What is required> Which lines run from the one containing "like (149, 128)." to the end of the entries below? Retype exactly those, both ends included.

(Data entries)
--
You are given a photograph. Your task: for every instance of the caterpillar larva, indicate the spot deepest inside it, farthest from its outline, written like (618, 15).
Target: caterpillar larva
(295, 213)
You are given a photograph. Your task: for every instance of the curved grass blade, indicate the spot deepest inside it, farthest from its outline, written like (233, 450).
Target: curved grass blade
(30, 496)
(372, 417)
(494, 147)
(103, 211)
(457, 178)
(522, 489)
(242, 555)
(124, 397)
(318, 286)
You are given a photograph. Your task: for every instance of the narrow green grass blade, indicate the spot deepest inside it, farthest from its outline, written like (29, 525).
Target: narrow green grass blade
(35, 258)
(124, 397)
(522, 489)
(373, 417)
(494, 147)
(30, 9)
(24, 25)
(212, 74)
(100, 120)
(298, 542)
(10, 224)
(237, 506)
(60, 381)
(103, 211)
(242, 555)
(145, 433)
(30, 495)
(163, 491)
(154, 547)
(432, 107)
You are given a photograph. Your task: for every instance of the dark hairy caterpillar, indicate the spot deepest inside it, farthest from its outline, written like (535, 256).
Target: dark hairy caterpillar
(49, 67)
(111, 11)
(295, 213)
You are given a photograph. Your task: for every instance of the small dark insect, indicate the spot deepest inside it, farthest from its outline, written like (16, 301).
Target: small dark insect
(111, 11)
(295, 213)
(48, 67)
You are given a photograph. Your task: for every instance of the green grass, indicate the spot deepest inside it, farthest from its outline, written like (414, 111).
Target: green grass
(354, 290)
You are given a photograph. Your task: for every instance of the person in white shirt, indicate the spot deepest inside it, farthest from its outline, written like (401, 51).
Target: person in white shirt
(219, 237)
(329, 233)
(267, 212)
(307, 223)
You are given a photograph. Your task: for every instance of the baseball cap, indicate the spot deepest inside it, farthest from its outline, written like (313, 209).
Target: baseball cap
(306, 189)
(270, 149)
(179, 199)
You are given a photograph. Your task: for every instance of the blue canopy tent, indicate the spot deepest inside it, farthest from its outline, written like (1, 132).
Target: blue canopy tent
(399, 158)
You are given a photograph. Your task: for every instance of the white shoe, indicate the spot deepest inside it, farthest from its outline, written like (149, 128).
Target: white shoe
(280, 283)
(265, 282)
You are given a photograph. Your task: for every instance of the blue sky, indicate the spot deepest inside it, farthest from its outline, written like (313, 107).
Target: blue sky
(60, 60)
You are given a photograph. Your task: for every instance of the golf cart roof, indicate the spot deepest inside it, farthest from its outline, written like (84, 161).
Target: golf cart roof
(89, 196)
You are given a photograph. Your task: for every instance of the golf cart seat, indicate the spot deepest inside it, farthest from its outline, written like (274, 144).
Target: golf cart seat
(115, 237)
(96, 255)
--
Response area>
You are given a photograph. Your task: for every instance of the white shoe, indicate the spot deepest inside it, farthest from its outline, written like (149, 128).
Target: white shoe
(280, 283)
(265, 282)
You are given a photograph. Your task: for every instance of the blue sky, indicate the spot deepest inside it, farthest from its outline, written like (313, 107).
Target: blue sky
(60, 60)
You are given a photograph. Your task: for every instance of the golf cart roof, indicate the spot deepest inside it, farthest from its outline, written like (84, 161).
Target: golf cart roof
(89, 196)
You are given a photograph. Your task: for every instance of the golf cart seat, indicate the spot deepest inside it, farthest from its outline, written like (274, 144).
Target: golf cart seat
(115, 237)
(96, 255)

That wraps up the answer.